#### Records for the exercise

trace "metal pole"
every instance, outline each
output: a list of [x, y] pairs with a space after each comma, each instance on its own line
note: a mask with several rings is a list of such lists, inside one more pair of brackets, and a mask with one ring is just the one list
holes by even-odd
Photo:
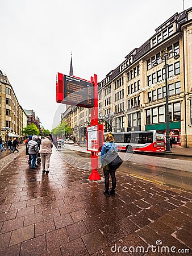
[[165, 121], [166, 121], [166, 150], [165, 152], [171, 152], [170, 150], [170, 137], [169, 137], [169, 96], [168, 96], [168, 77], [167, 77], [167, 63], [166, 57], [165, 57]]

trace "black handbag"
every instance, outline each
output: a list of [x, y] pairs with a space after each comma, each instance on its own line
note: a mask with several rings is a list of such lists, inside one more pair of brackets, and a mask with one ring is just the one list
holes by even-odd
[[116, 156], [108, 164], [108, 166], [110, 170], [116, 170], [122, 164], [122, 163], [123, 160], [118, 154], [116, 154]]

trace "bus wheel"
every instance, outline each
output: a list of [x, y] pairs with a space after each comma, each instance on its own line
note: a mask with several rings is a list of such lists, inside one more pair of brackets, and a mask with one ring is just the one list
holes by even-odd
[[132, 153], [133, 152], [133, 149], [131, 146], [128, 146], [127, 148], [127, 153]]

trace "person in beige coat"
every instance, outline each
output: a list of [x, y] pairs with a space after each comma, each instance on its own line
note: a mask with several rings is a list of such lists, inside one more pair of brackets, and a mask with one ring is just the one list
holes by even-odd
[[53, 143], [49, 136], [47, 136], [41, 141], [40, 154], [41, 155], [41, 162], [42, 172], [47, 174], [49, 172], [49, 167], [51, 154], [52, 154], [52, 148]]

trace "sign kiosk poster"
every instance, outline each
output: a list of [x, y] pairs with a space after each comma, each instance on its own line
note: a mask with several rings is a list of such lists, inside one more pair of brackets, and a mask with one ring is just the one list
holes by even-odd
[[98, 148], [98, 126], [87, 127], [87, 150], [99, 152]]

########

▸ Directive: Render every line of the items above as a Markdown table with the columns Row and Line, numbering the rows in order and leaving out blank lines. Omit the pictures.

▸ Output:
| Row | Line |
|---|---|
| 1 | trace "metal pole" |
| 2 | every instance, outline each |
| 3 | output: a list of [x, y] pairs with a space after each comma, each instance on its own line |
| 4 | note: a mask with several rings is a list of such lists, inside one more pair of brackets, and a mask with one ring is just the one list |
| 5 | holes by even-odd |
| 6 | Photo: |
| 7 | [[165, 121], [166, 121], [166, 150], [165, 152], [171, 152], [170, 150], [170, 137], [169, 137], [169, 96], [168, 96], [168, 77], [167, 77], [167, 63], [166, 57], [165, 57]] |
| 8 | trace "black handbag" |
| 9 | every instance, outline each |
| 10 | output: a list of [x, y] pairs with a space after each comma, each instance on its own line |
| 11 | note: a mask with several rings is a list of such lists, inside one more pair of brackets, and a mask with one ring is just the one list |
| 12 | holes by even-odd |
| 13 | [[116, 156], [108, 164], [108, 166], [110, 170], [116, 170], [122, 164], [122, 163], [123, 160], [118, 154], [116, 154]] |
| 14 | trace "bus wheel" |
| 15 | every instance, outline each |
| 16 | output: a list of [x, y] pairs with a space after each comma, each instance on its own line |
| 17 | note: a mask with several rings is a list of such lists, inside one more pair of brackets, and a mask with one ring is just the one list |
| 18 | holes by even-odd |
| 19 | [[132, 153], [133, 152], [133, 149], [131, 146], [128, 146], [127, 148], [127, 153]] |
| 20 | trace "person in beige coat" |
| 21 | every instance, outline each |
| 22 | output: a list of [x, y] pairs with a space after each comma, each instance on its own line |
| 23 | note: a mask with several rings is a list of such lists, inside one more pair of brackets, and a mask with one ring is just the one list |
| 24 | holes by even-odd |
| 25 | [[53, 143], [49, 136], [47, 136], [41, 141], [40, 154], [41, 155], [41, 162], [42, 172], [47, 174], [49, 172], [49, 167], [51, 154], [52, 154], [52, 148]] |
| 26 | trace "sign kiosk poster" |
| 27 | every instance, outline each |
| 28 | output: a list of [x, y] pairs with a space after each comma, each instance on its own line |
| 29 | note: a mask with several rings is a list of such lists, inside one more pair of brackets, and a mask with one ring is just the one list |
| 30 | holes by even-odd |
| 31 | [[98, 148], [98, 126], [87, 127], [87, 150], [99, 152]] |